• **What the exercise asks**
Output the entries below as a two-column CSV with the headers "entry_text" and "answer", one row per entry. Put each field in quotes, replace line breaks with spaces, and leave out the pictures.

##### The data

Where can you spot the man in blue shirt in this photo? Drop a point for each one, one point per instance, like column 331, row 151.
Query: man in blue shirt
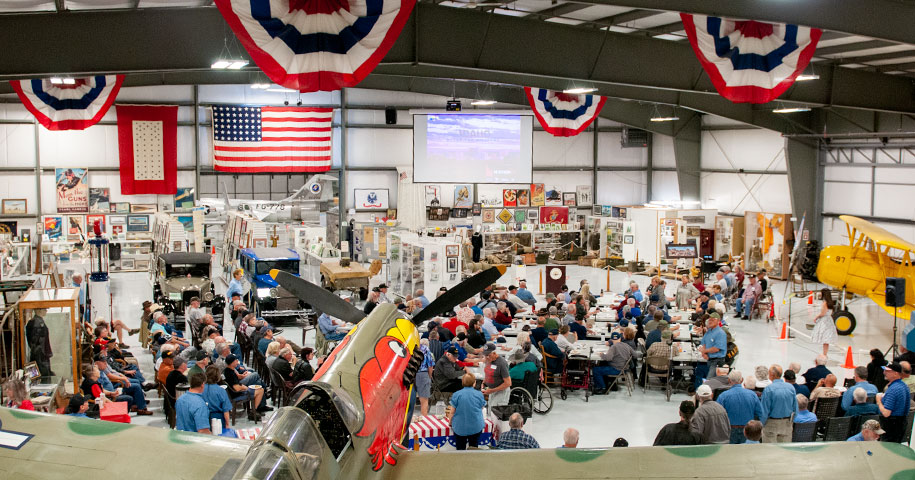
column 191, row 412
column 779, row 403
column 741, row 404
column 860, row 382
column 870, row 432
column 803, row 415
column 791, row 378
column 524, row 294
column 894, row 403
column 713, row 348
column 329, row 325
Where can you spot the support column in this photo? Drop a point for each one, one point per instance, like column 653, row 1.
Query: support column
column 801, row 159
column 687, row 150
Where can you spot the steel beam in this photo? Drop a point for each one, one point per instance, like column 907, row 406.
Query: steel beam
column 885, row 19
column 802, row 162
column 687, row 150
column 440, row 42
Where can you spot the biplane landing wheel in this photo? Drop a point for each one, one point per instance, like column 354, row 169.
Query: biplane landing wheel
column 845, row 322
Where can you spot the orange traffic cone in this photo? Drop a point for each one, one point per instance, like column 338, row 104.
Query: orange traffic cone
column 849, row 359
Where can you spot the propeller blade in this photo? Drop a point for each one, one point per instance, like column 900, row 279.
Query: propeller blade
column 318, row 297
column 459, row 293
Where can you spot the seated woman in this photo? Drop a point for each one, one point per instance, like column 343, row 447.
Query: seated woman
column 216, row 397
column 238, row 390
column 16, row 396
column 78, row 406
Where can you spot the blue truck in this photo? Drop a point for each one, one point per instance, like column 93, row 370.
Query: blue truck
column 268, row 299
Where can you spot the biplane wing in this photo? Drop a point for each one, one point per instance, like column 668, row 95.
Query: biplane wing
column 859, row 460
column 47, row 446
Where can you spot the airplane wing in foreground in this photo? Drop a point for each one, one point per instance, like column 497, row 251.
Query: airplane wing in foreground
column 858, row 460
column 49, row 446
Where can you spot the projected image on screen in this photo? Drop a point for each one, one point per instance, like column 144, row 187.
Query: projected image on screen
column 472, row 148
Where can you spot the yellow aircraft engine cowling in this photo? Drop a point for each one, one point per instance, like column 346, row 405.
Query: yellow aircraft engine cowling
column 855, row 269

##########

• **Written answer**
entry_text,answer
"Where can you spot the man in blue shirt in this photo? Drop a point for each one, one point per instance, like column 331, row 151. Query: man in blue shirt","column 191, row 412 column 779, row 403 column 741, row 404 column 860, row 382 column 870, row 432 column 803, row 415 column 791, row 378 column 524, row 294 column 894, row 403 column 713, row 348 column 329, row 325"
"Where can you spot the support column in this photo? Drop a point for each one, one point per instance, like column 653, row 1. Query: support column","column 801, row 159 column 687, row 150"
"Where can you spot the steel beam in this photo? Drop a point for each one, one point per instance, like column 907, row 406. Query: steel beam","column 885, row 19 column 802, row 162 column 687, row 150 column 440, row 42"
"Where can you spot the biplane landing wheel in this photo? Drop a point for each one, one point per instance, like column 354, row 169. Query: biplane landing wheel","column 845, row 322"
"Where can you spot the orange traffic cone in this photo? Drop a point for each one, one point per instance, like column 338, row 104. Query: orange traffic cone","column 849, row 359"
"Where can you spot the propeller blade in this photo? Drop a point for each one, one point per instance, like column 900, row 279. Query: propeller blade","column 318, row 297 column 459, row 293"
"Where can you spot the seated woman in this photo? Drop a point for each one, one point per instance, like column 343, row 447. Query: seated woman","column 216, row 397 column 238, row 390 column 16, row 396 column 78, row 406"
"Where can you spot the blue truck in this photo? Drop a point for each one, one point per instance, like column 93, row 370. Query: blue truck","column 268, row 299"
"Where can you spot the biplane wing in this photo? Drop a point for each one, one point per instance, like column 668, row 95. Query: biplane wing","column 859, row 460 column 47, row 446"
"Where can you spot the airplane wing in foreground in this photo? Drop a point for each one, one point per instance, like column 497, row 251. Query: airplane wing in foreground","column 858, row 460 column 49, row 446"
"Where can you spot the projected image on screen in this photo? Drop a point for each one, one point per instance, like column 144, row 187. Query: projected image on screen","column 472, row 148"
"Where can you spot the yellow aircraft engine cowling in this photo? Drop a point for each one, one point per instance, like column 346, row 405. Query: yellow aircraft engine cowling","column 855, row 269"